### Assignment
Lift out each line of the data that holds "target".
==========
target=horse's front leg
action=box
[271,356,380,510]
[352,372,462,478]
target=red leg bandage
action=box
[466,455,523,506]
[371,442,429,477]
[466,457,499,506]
==========
### Answer space
target=horse's front leg
target=red leg bandage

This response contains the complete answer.